__GIVEN TEXT__.

Rockets, many carrying tons of TNT, would rain on Israel; drones armed with payloads would crash into crucial facilities, military and civilian. During the Second Lebanon War, in 2006, the rate of such fire reached between 200 and 300 projectiles a day. Today, it might reach as high as 4,000. The majority of the weapons in Hezbollah’s arsenal are standoff missiles with fixed trajectories that can be tracked and intercepted by Israel’s Iron Dome system. But Iron Dome is 90 percent effective on average, meaning that for every 100 rockets, 10 get through, and the seven operational batteries are incapable of covering the entire country. All of Israel, from Metulla in the north to the southern port city of Eilat, would be in range of enemy fire.

But precision-guided missiles, growing numbers of which are in Iranian arsenals, pose a far deadlier threat. Directed by joysticks, many can change destinations mid-flight. The David’s Sling system, developed in conjunction with the United States, can stop them—in theory, because it has never been tested in combat. And each of its interceptors costs $1 million. Even if it is not physically razed, Israel can be bled economically.

First, though, it would be paralyzed. If rockets fall near Ben-Gurion Airport, as during Israel’s 2014 war with Hamas in Gaza, it will close to international traffic. Israel’s ports, through which a major portion of its food and essential supplies are imported, may also shut down, and its electrical grids could be severed. Iran has honed its hacking tools in recent years and Israel, though a world leader in cyberdefense, cannot entirely protect its vital utilities. Millions of Israelis would huddle in bomb shelters. Hundreds of thousands would be evacuated from border areas that terrorists are trying to infiltrate. The restaurants and hotels would empty, along with the offices of the high-tech companies of the start-up nation. The hospitals, many of them resorting to underground facilities, would quickly be overwhelmed, even before the skies darken with the toxic fumes of blazing chemical factories and oil refineries.

Israel would, of course, respond. Its planes and artillery would return fire, and the IDF would mobilize. More than twice the size of the French and British armies combined—at least on paper—the IDF can call up, equip, and deploy tens of thousands of seasoned reservists in less than 24 hours. But where would it send them? Most of the rockets would be launched from southern Lebanon, where the launchers are embedded in some 200 villages. Others would be fired from Gaza, where Hamas and Islamic Jihad, both backed by Iran, have at least 10,000 rockets. But longer-range missiles, including the deadly Shahab-3, would reach Israel from Syria, Iraq, Yemen, and Iran itself. This presents a daunting challenge to the Israeli Air Force, which does not possess strategic bombers capable of reaching Iran and must grapple with the advanced Russian anti-aircraft weapons situated in Syria. Israeli ground troops would be forced to move into Lebanon and Gaza, house-to-house, while special forces would be dispatched deep within Syria and Iraq. Israel’s own conventional missiles could devastate Iranian targets.

But even if these countermeasures could succeed in curtailing much of the missile fire, they would also inflict many thousands of civilian casualties. This is precisely what Iran wants, its proxies preventing the flight of residents from combat areas in order to accuse Israel of committing war crimes. West Bank and Gaza Palestinians, meanwhile, would likely stage violent protests that Israel would put down harshly, setting the stage for the Security Council to condemn Israel for employing indiscriminate and disproportional force and for the United Nations Human Rights Council to gather evidence for the International Criminal Court. What Iran and its allies cannot accomplish on the battlefield, they can achieve through boycotts, isolating and strangling Israel.

__THE DATA__.
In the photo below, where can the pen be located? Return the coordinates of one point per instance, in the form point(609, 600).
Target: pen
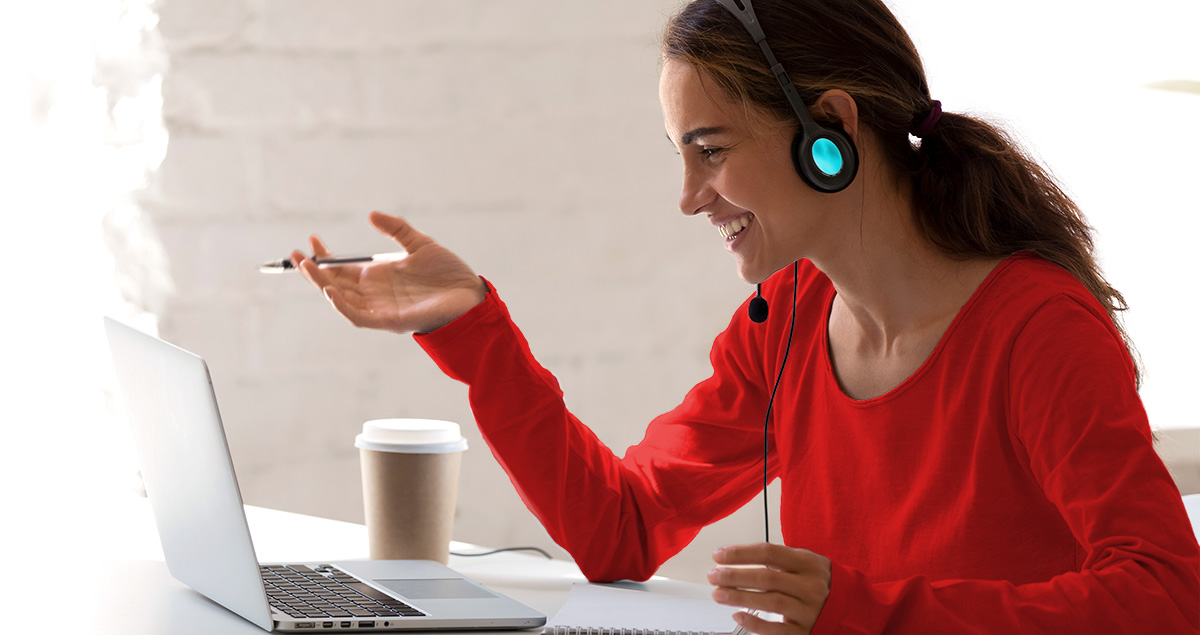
point(285, 264)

__WORK TO COMPLETE__.
(a) Using the passage about a possible war with Iran, say whether each statement agrees with it: (i) Iron Dome stops about nine in ten rockets on average; (ii) David's Sling has proven itself in combat; (iii) the Israeli Air Force has strategic bombers that can reach Iran. Answer yes or no for each and quote the deciding words.
(b) According to the passage about a possible war with Iran, from which places would longer-range missiles reach Israel? Name all of them.
(c) In the passage about a possible war with Iran, how much does each David's Sling interceptor cost?
The listing is not needed for any of this.

__SOLUTIONS BELOW__.
(a)
(i) Yes: "Iron Dome is 90 percent effective on average, meaning that for every 100 rockets, 10 get through"
(ii) No: "it has never been tested in combat"
(iii) No: "which does not possess strategic bombers capable of reaching Iran"

(b) Syria, Iraq, Yemen, and Iran

(c) $1 million